- _Фрагмент страницы_:

--------------------

Сравнение, наконец, имущества юридических лиц с предиальным сервитутом бесполезно с точки зрения уяснения и, кроме того, рискованно в том отношении, что сравнение это может повести к ложной мысли об олицетворении самого имущества. Известно, что некоторые юристы считают самые поземельные участки субъектами сервитутного права и таким образом включают praedia в ряд юридических лиц[393]. Связь сервитутного права с имением, независимо от смены владельцев этого имения, все равно как связь права требования с бумагой на предъявителя, независимо от смены держателей этой бумаги, отнюдь не делает этого имения, и следовательно вещи, лицом. Установленное выше понятие об юридических лицах как общественных организациях предохранит нас от подобных ненужных и неприличных персонификаций.

--------------------

- _Исходные материалы_:
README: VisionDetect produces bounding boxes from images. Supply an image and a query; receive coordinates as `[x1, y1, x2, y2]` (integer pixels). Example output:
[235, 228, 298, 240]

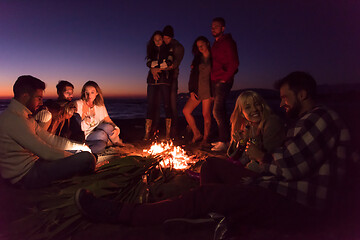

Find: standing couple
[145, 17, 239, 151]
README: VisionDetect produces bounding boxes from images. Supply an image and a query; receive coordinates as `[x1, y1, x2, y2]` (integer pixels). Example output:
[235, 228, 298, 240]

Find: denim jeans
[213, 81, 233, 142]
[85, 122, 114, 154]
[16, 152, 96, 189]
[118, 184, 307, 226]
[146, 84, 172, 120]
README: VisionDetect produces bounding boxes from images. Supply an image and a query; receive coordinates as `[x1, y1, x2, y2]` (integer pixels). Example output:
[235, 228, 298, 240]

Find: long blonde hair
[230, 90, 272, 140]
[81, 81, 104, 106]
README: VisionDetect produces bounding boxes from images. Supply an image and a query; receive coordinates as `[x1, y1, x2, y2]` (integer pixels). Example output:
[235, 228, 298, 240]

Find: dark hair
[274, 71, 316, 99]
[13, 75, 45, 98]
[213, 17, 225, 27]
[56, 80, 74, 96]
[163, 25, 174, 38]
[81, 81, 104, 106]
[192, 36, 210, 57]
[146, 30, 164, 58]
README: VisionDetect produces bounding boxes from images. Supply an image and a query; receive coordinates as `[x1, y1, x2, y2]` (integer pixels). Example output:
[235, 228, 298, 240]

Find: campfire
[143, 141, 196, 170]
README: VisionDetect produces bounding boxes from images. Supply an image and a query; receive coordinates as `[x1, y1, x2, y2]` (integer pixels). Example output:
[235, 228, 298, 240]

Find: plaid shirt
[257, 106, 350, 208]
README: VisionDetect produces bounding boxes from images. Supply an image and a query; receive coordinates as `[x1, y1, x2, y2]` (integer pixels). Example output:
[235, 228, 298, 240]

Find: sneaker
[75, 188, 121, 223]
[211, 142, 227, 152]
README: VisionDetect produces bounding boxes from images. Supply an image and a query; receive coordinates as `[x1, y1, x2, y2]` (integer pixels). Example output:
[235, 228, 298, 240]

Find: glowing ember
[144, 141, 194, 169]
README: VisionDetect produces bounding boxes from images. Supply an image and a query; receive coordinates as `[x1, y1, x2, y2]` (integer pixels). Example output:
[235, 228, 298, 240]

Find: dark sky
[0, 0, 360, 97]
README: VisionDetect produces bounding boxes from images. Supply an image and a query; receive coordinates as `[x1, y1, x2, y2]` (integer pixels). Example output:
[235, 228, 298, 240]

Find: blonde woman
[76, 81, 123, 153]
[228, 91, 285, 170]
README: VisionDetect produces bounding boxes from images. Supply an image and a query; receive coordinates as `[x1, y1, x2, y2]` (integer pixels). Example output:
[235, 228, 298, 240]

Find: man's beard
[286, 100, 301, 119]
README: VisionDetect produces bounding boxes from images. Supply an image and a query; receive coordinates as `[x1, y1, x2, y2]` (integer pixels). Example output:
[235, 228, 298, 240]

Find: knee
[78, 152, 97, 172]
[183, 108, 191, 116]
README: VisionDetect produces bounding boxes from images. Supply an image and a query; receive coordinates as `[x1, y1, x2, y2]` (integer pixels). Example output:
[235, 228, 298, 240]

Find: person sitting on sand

--------------------

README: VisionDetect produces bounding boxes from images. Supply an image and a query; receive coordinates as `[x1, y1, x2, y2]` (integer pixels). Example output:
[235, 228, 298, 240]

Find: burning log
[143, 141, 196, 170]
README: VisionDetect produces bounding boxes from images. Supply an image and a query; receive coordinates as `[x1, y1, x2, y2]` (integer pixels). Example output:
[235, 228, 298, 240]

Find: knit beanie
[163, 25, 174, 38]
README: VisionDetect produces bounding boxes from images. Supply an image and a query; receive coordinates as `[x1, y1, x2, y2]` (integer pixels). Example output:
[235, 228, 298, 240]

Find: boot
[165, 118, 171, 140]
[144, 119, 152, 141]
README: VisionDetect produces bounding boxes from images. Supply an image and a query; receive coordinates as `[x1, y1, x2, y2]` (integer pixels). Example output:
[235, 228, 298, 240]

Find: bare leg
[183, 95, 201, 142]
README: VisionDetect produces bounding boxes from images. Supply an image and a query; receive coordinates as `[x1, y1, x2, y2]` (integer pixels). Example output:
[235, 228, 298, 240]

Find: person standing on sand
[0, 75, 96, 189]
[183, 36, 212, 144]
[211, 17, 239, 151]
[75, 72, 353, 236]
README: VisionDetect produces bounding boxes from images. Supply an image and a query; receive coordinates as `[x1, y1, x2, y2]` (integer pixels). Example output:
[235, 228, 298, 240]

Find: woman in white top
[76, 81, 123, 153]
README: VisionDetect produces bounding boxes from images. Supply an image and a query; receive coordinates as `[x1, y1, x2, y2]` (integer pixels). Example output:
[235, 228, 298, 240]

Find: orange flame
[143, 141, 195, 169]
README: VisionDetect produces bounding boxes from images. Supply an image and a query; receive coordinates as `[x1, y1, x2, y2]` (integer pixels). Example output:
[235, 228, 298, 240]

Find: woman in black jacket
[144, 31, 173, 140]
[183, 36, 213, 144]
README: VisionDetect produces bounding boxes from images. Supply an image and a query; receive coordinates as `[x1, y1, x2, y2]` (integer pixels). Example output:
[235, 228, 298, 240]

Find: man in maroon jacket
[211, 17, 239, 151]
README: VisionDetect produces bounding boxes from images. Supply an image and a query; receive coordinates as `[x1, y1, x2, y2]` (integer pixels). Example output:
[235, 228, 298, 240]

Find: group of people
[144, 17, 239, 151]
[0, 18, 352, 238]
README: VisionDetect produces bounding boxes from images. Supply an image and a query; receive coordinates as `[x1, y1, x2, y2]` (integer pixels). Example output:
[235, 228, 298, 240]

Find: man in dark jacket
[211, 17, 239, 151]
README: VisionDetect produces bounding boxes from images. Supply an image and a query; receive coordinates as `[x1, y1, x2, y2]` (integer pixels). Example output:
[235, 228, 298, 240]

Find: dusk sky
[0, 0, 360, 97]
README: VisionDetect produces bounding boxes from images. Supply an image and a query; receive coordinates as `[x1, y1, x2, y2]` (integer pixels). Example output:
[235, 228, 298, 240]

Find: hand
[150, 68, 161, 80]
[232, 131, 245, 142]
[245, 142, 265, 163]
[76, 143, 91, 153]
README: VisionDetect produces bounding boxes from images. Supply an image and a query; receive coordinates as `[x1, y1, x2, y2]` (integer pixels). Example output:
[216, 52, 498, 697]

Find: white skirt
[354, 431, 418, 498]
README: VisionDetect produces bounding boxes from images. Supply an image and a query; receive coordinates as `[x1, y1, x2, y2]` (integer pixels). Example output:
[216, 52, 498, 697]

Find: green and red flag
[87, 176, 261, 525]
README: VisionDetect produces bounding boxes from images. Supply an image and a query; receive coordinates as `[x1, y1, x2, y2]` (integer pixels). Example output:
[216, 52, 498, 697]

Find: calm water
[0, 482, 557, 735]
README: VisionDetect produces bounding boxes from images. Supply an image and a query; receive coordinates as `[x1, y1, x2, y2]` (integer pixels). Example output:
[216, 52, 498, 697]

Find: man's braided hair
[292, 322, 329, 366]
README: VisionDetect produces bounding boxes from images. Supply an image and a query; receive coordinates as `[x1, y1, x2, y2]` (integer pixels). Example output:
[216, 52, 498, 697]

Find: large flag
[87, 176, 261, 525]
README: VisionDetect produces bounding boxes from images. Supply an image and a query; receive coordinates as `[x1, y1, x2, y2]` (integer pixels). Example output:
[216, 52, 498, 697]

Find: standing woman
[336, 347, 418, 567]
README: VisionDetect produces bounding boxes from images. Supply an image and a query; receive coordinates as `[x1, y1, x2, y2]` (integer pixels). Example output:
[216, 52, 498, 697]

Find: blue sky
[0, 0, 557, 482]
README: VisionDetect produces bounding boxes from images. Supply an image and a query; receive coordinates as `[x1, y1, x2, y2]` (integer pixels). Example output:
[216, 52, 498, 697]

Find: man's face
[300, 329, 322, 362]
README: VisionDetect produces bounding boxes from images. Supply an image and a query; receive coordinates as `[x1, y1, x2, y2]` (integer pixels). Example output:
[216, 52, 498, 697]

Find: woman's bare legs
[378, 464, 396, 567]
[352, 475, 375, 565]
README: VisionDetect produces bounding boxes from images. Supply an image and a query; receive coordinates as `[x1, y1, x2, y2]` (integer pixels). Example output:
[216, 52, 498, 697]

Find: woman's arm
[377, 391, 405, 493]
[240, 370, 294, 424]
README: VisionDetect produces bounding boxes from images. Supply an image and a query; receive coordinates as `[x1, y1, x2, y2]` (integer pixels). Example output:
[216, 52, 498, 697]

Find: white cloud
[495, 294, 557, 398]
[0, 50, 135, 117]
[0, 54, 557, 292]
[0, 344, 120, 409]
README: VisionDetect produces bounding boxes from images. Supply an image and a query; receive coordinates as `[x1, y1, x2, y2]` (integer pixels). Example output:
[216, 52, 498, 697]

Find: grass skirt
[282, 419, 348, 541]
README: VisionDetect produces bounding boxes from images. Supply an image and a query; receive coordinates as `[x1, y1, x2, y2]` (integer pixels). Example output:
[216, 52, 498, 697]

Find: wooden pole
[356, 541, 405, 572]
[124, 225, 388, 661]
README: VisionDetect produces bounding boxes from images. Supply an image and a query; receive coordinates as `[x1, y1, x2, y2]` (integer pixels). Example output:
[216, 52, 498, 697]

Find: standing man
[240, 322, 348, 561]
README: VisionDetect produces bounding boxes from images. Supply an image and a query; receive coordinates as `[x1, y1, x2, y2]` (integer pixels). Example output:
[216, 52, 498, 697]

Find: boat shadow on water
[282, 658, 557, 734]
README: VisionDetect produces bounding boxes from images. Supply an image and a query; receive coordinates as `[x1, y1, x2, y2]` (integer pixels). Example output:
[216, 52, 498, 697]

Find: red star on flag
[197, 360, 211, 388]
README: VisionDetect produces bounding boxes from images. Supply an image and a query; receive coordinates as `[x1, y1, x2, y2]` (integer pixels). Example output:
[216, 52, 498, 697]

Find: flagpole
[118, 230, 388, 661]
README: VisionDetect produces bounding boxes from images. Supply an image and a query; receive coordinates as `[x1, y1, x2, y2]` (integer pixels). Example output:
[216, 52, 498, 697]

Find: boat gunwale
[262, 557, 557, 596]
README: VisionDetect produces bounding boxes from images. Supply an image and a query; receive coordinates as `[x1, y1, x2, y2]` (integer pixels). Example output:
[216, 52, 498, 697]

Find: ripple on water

--------------------

- _Условие задания_: Перепишите отрывок о юридических лицах между словами "Сравнение, наконец, имущества" и "и неприличных персонификаций." включительно, заменив "сервитутного права" на "вещного права".

- _Решение задания_:
Сравнение, наконец, имущества юридических лиц с предиальным сервитутом бесполезно с точки зрения уяснения и, кроме того, рискованно в том отношении, что сравнение это может повести к ложной мысли об олицетворении самого имущества. Известно, что некоторые юристы считают самые поземельные участки субъектами вещного права и таким образом включают praedia в ряд юридических лиц[393]. Связь вещного права с имением, независимо от смены владельцев этого имения, все равно как связь права требования с бумагой на предъявителя, независимо от смены держателей этой бумаги, отнюдь не делает этого имения, и следовательно вещи, лицом. Установленное выше понятие об юридических лицах как общественных организациях предохранит нас от подобных ненужных и неприличных персонификаций.